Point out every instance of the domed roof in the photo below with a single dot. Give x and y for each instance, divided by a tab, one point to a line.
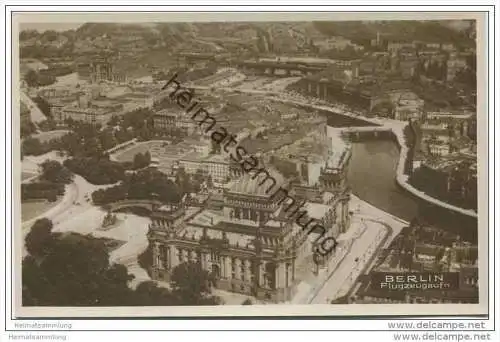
262	182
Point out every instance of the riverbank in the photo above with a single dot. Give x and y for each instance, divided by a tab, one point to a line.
396	127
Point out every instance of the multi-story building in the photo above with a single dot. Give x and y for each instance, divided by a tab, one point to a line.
99	69
25	114
215	165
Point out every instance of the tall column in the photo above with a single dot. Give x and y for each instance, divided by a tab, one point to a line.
173	256
237	268
227	265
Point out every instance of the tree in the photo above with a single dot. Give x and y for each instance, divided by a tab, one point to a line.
191	285
54	172
31	78
38	239
247	302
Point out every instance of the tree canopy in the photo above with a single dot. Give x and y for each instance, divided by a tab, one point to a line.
69	269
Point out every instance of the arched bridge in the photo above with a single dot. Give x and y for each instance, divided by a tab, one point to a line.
372	132
149	205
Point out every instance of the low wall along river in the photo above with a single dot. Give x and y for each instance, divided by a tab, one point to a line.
372	176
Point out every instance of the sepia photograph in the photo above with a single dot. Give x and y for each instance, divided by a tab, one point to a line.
248	166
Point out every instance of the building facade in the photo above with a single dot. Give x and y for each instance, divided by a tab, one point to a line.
251	245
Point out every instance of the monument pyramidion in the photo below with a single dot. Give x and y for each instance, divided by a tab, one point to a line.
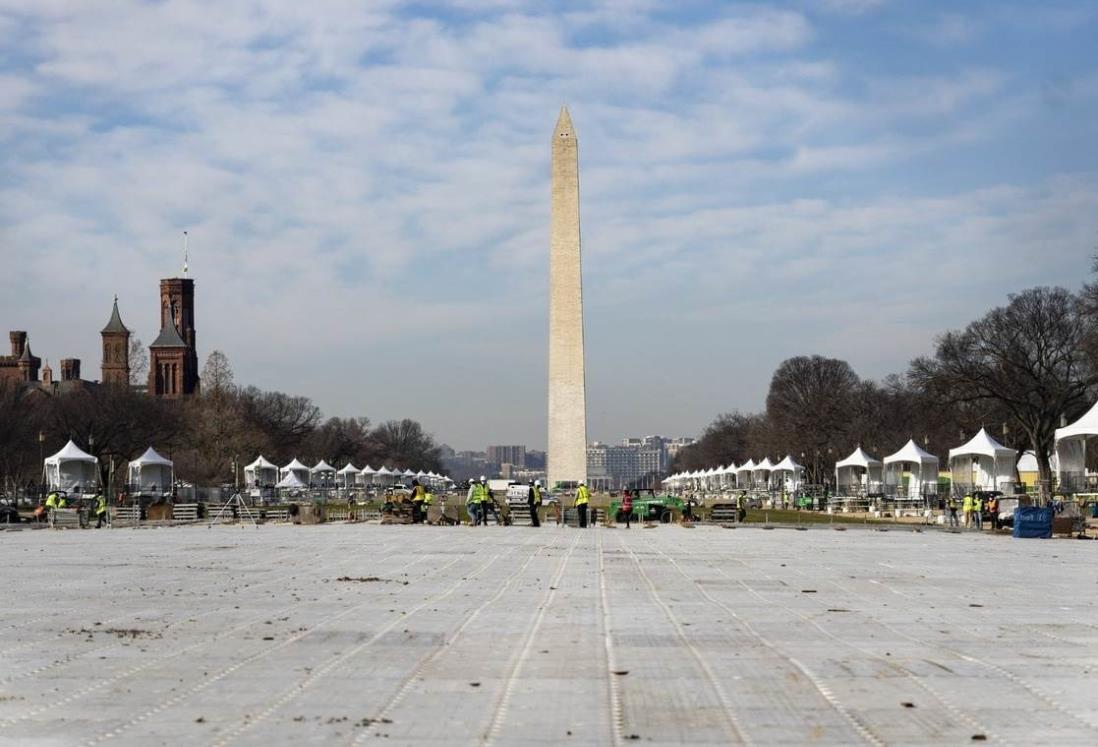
567	458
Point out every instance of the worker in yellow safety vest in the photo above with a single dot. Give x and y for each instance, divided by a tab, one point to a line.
100	511
582	499
418	493
534	501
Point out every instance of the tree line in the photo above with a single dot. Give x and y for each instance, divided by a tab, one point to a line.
204	435
1021	370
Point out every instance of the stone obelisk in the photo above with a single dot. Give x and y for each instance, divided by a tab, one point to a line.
568	408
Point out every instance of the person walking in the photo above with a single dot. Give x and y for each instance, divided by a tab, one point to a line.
534	501
100	511
488	503
627	506
418	494
582	499
472	503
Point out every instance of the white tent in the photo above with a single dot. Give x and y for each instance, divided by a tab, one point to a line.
150	474
260	472
982	464
760	476
297	469
1071	449
290	481
71	469
348	476
323	475
858	474
921	465
383	476
743	474
787	475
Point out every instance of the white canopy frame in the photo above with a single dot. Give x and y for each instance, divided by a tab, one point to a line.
920	466
348	477
323	475
743	475
1070	450
859	475
295	468
260	474
71	469
152	474
982	464
787	475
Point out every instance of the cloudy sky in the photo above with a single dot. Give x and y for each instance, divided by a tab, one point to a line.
366	189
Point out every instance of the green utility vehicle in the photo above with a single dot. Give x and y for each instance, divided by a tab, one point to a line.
648	506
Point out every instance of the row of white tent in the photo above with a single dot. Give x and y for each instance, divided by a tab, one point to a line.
297	475
74	469
981	464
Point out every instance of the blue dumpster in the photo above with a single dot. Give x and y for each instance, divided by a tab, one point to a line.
1033	522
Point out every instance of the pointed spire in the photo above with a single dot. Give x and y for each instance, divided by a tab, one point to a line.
115	324
564	127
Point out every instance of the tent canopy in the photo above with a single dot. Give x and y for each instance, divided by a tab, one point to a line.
71	453
787	465
912	454
260	464
290	480
1083	427
150	458
859	458
983	445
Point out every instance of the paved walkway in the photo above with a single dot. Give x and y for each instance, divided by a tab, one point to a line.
345	635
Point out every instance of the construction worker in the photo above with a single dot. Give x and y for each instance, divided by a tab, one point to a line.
627	508
534	501
582	499
100	511
488	503
418	494
472	503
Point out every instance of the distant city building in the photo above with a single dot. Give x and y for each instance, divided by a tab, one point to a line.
635	463
506	455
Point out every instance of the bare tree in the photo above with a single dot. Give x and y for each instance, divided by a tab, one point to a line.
138	363
217	375
1028	357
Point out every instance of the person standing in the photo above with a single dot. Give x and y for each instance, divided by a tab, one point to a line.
627	506
418	494
472	503
582	499
100	511
534	501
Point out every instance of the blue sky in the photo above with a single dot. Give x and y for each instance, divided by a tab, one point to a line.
366	189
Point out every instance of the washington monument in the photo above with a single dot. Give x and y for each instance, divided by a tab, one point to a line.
568	408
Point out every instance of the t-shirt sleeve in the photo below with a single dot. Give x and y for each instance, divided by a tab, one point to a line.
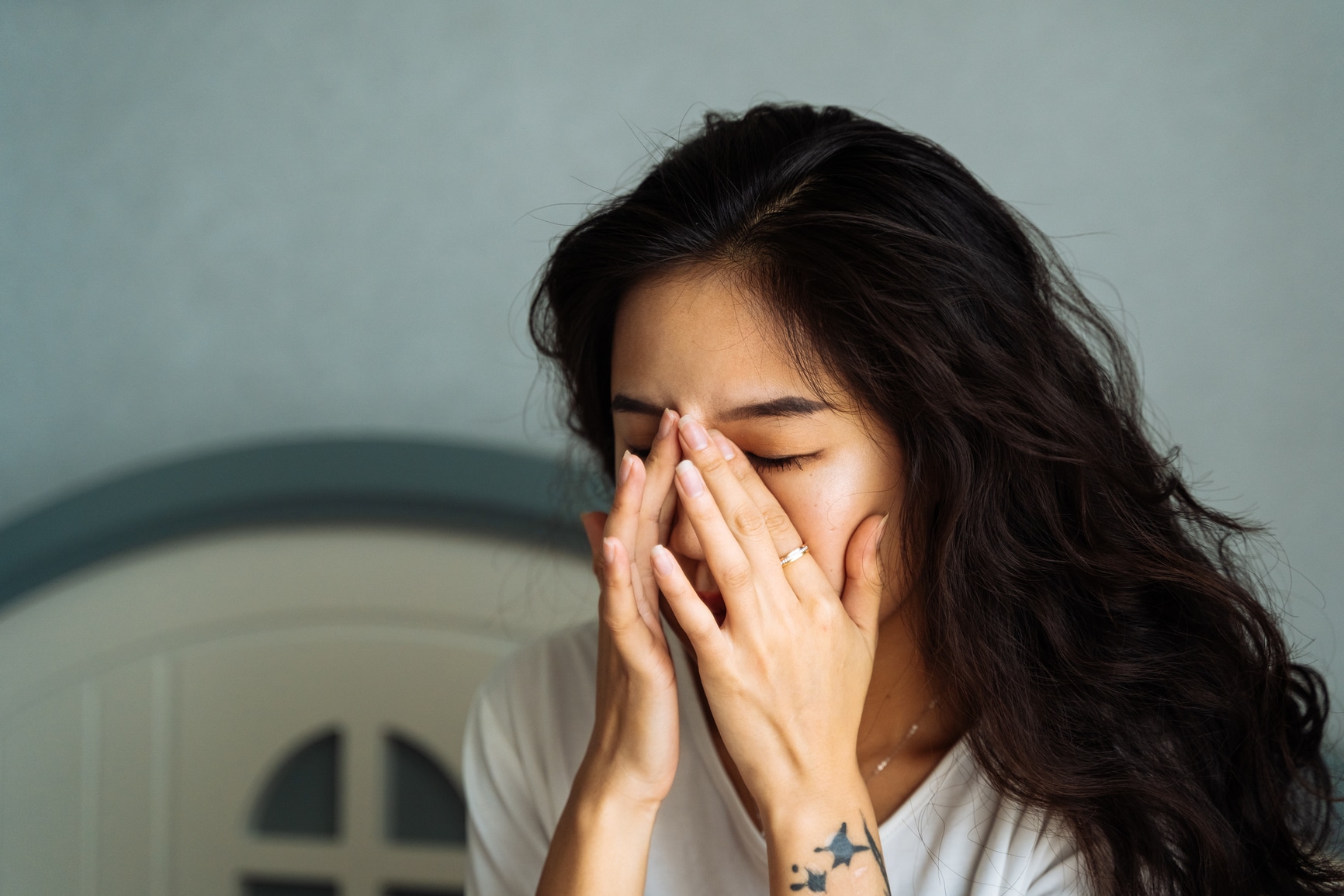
1057	866
507	839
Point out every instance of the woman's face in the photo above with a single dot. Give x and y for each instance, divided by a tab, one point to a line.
695	343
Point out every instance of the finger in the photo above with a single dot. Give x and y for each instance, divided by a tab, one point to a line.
732	569
804	574
659	500
697	620
593	524
617	606
740	510
624	521
862	594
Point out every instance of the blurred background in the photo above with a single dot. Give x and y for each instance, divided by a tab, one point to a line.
226	226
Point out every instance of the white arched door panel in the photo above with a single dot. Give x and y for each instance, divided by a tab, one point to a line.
147	701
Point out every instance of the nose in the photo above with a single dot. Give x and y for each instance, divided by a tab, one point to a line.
683	540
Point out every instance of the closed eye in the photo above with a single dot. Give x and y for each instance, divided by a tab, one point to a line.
793	461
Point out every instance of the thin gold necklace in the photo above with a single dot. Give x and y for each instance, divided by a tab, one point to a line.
910	734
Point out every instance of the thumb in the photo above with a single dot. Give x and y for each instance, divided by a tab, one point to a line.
594	524
862	597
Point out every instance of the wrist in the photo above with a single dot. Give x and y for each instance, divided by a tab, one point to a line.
602	791
800	800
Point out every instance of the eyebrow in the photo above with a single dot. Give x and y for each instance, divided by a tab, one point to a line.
785	406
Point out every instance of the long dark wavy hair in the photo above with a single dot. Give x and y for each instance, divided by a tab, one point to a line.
1094	625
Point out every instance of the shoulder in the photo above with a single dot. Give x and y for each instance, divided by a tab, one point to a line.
958	825
552	670
538	703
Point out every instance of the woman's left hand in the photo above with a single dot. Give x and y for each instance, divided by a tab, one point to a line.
787	673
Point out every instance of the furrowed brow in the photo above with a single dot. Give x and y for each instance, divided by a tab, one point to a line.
626	405
787	406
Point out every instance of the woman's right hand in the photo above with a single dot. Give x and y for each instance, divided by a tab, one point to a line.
601	844
632	754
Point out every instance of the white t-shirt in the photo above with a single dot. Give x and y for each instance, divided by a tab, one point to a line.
530	727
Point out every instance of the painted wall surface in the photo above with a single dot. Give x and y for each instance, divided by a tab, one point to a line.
251	220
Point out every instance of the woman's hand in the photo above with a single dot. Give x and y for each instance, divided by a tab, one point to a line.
787	673
635	734
602	840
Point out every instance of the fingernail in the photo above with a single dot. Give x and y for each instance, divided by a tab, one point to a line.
694	433
725	445
666	424
690	480
663	560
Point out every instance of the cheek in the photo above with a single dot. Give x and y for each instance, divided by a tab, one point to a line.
826	508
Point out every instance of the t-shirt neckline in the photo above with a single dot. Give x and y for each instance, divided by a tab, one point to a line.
698	727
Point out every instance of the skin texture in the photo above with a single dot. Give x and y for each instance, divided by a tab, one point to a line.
808	672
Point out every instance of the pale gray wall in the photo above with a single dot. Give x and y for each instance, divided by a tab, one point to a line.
240	220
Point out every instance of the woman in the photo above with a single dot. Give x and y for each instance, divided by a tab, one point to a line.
895	593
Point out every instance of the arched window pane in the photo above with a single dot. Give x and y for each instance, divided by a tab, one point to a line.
301	795
266	887
422	804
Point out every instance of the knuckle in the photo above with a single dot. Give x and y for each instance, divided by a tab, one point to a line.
712	462
737	576
749	521
776	521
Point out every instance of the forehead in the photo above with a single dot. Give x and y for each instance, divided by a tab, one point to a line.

YOUR TASK
Transcribe every entry above word for word, including the coordinates under each, but leave out the pictures.

WRITTEN ANSWER
Point out every instance of the domed roof in the photo below with a single dot. Give x and y for each instance, divided by a tab, one point to a line.
262	182
Point out every instance of the riverbank in the photo above with a single dot. Give x and y for each instance, divided by a tab, one point to a line.
396	127
Point out every instance of the multi-story building in the photo above with a single dot. Give x and y for each instance, divided by a tab, one point to a line.
99	69
25	114
215	165
Point out every instance of the tall column in the photo above with a single dot. Give x and y for each instance, divided by a tab, one point to a line.
173	256
237	268
227	265
Point out every instance of the tree in the photo above with a single dot. Give x and y for each instance, divided by a tab, one point to a line.
191	285
54	172
31	78
38	239
247	302
Point out every instance of the tree canopy in the photo above with a single dot. Give x and y for each instance, divided by a tab, one point to a line.
69	269
Point out every instance of the arched bridge in the photo above with a single dot. Give x and y for each instance, divided by a tab, one point to a line.
372	132
149	205
Point out every instance of the low wall along river in the photo above with a single dot. Give x and y for each instance, divided by a tab, one point to a line.
372	176
Point out every instance of the sepia photograph in the photo above with a single dot. Give x and y for each instance, divided by a tab, one point to a line.
248	166
Point out every instance of the building facade in the photo above with a single dot. Give x and y for each instance, divided by a tab, one point to a line.
251	245
Point out every instance of the monument pyramidion in the photo below with a single dot. Give x and y for each instance, divided by a tab, one point to a line.
567	458
Point out every instance of the worker in yellow safety vest in the photo above with a single dot. Give x and y for each instance, divided by a tab, one point to a line.
100	511
582	499
418	493
534	501
Point out every instance of the tree line in the photo above with a single dot. Give x and y for each instance, divided by a tab, one point to a line.
204	435
1021	370
Point out every instance of the stone obelisk in the photo above with a single dot. Give x and y for each instance, divided by a tab, one point to a line.
568	408
Point out every instance of the person walking in the photo above with a single dot. Give x and y for each instance, divided by a tab, one point to a line.
534	501
100	511
488	503
627	506
418	494
582	499
472	503
Point out every instance of the white tent in the photo above with a single dot. Give x and y for each instance, divided by a tab, one point to a line.
150	474
260	472
982	464
760	476
297	469
1071	449
290	481
71	469
348	476
323	475
858	474
921	465
383	476
743	474
787	475
Point out every instance of the white canopy frame in the photo above with a single dot. Give x and y for each instance, divided by a tab, one point to a line.
920	466
348	477
323	475
743	475
1070	450
859	475
295	468
260	474
71	469
152	474
982	464
787	475
Point out every instance of the cloudy sky in the photo above with a single dot. Give x and y for each instance, divided by a tab, one point to a line.
366	189
Point out every instance of the green utility vehicle in the photo above with a single dot. Give x and y for each instance, divided by a tab, one point to a line.
648	506
Point out every instance of the row of white tent in the photo above with a single dot. Give x and y for each instance, divided by a tab, one point to a line.
297	475
74	469
981	464
Point out every instance of the blue dumpster in the photo above with a single dot. Give x and y for each instance, divided by a tab, one point to a line.
1033	522
Point out every instance of the pointed spire in the photo above with a single dot. Give x and y for each instance, divided by a tab, one point to a line.
115	324
564	127
Point out every instance of the tent canopy in the photo above with a single dot. Give x and y for each instance, divided by a tab, one point to a line.
71	453
787	465
912	454
260	464
290	480
1083	427
150	458
859	458
983	445
Point out every instance of the paved walkway in the photo above with a single dot. Give x and y for each instance, divided by a tab, one point to a line.
345	635
Point out every instance of the construction worker in the photo above with a single dot. Give x and y for each instance, divided by a tab, one point to a line.
627	508
534	501
582	499
100	511
488	503
418	494
472	503
Point out every instance of the distant city building in the photo above with a single dot. Give x and y for each instance, divided by a tab, one point to a line.
635	463
506	455
Point out every instance of the bare tree in the photo above with a single dot. Give x and y for each instance, divided by a tab, one point to a line.
138	363
217	375
1028	357
Point out every instance of the person standing in the photo above with a single dot. Give x and y for each instance, divided by a tab, one point to a line.
627	506
418	494
472	503
582	499
100	511
534	501
Point out every instance of the blue sky in the photo above with a single dot. Give x and y for each instance, divided by a tab, one point to a line.
366	189
Point out every instance of the washington monument in the photo above with a single dot. Give x and y for each instance, divided by a tab, one point to a line.
568	408
Point out every instance of the t-shirt sleeve in the photo below with a single dot. Give x and y for each instance, divided by a tab, one point to a line.
1057	866
507	839
Point out every instance of the woman's face in the photo above with a single dot. Give x and y for each instance, divided by a tab, one point to a line.
695	343
Point out every instance of the finger in the photo above with a single dot. Give x and y for each instance, divided by a tab, one point to a line.
732	569
804	574
659	500
697	620
593	524
617	606
740	510
624	521
862	594
Point out every instance of the blurred background in the photo above with a single dot. Give x and y for each instance, divided by a tab, one point to a line.
226	226
Point out every instance of the white arched door panel in the photo above with a single dot. Give x and y for each instance, divided by a tab, one point to a line.
147	701
Point out every instance of the nose in the photo above with a single dot. Give x and y for each instance, divided by a tab, one point to a line.
683	540
Point out every instance of the closed eye in the photo above with a single dot. Give x and y for each instance, divided by a tab, one point to a line.
793	461
Point out every instance of the thin gold necklace in the photo above with a single dot. Give x and y for each instance, divided by a tab, one point to a line.
910	734
Point out every instance of the thumb in the photo above with a single dot. Give x and y for each instance, divided by a tab, one point to a line.
594	524
862	597
Point out every instance of the wrist in the photo above with a single dot. Give x and y for each instance, divided by a tab, one point to a line.
602	791
800	800
Point out every instance of the eyebrow in the photo above with a single dot. Give x and y for each instance, divided by a tab, one point to a line.
785	406
Point out every instance of the long dark wavy hair in the photo above with a single dot. Give x and y for each instance, divided by a tab, one point to a line.
1094	625
Point out every instance of the shoulder in the photo above with a single dot. Give x and y for each instance, divided by a tab, one point to a line.
958	825
552	670
538	703
Point out every instance of the woman's left hand in the photo above with a single dot. Give x and y for each instance, divided by a tab, one point to a line.
787	673
Point out every instance of the furrowed brow in the photo above with a single dot. Give x and y for each instance, divided by a tab, one point to a line.
626	405
787	406
Point out every instance of the woman's right hand in the photo above with a single dot. Give x and y for each instance, divided by a tab, one point to a line.
601	844
632	754
Point out every instance of the white t-shirt in the photo above with a single dot. Give x and y for each instance, divided by a tab, one point to a line.
530	727
Point out every instance of the painted wall surface in the photo above with a single dot. Give x and y for each instance, divided by a tab, one point to a line.
251	220
Point out every instance of the woman's hand in the photo above with a single dot. Give x and y for each instance, divided by a tab, one point to a line.
787	673
635	734
602	840
Point out every instance of the fingernail in the photo above with a single dot. Give x and y for each instance, divided by a tab, one point to a line.
694	433
725	445
666	424
690	480
663	560
Point out every instance of the cheek in the photo above with a single dot. Give x and y for each instance, divided by a tab, one point to a line.
826	508
Point out every instance of the t-shirt neckline in the photo above with a single dot. Give x and y for each instance, divided by a tab, one point to a line.
698	727
Point out every instance of the skin texture in the photo above with a single dot. Give x and y for each instance, divided by a tab, one point to a line.
808	672
Point out every instance of the pale gray wall in the photo above with a single dot. Give x and y for each instance, divided by a tab, one point to a line.
240	220
Point out every instance of the woman in the photo above with a single dot. Give x and y for each instance, divided by a tab, one point to a line.
895	593
Point out every instance of the arched window pane in the photo above with a single dot. Give x and y for each instance, divided by a tab, one point to a line.
301	795
266	887
422	804
Point out every instance of the knuckle in the photo above with a single dot. Give x and y for each instance, divided by a tab, one point to a line.
712	462
737	576
749	521
776	521
Point out every instance of the forehead in the photo above with a single dot. Give x and y for each instance, divided by a tab, one point to a line.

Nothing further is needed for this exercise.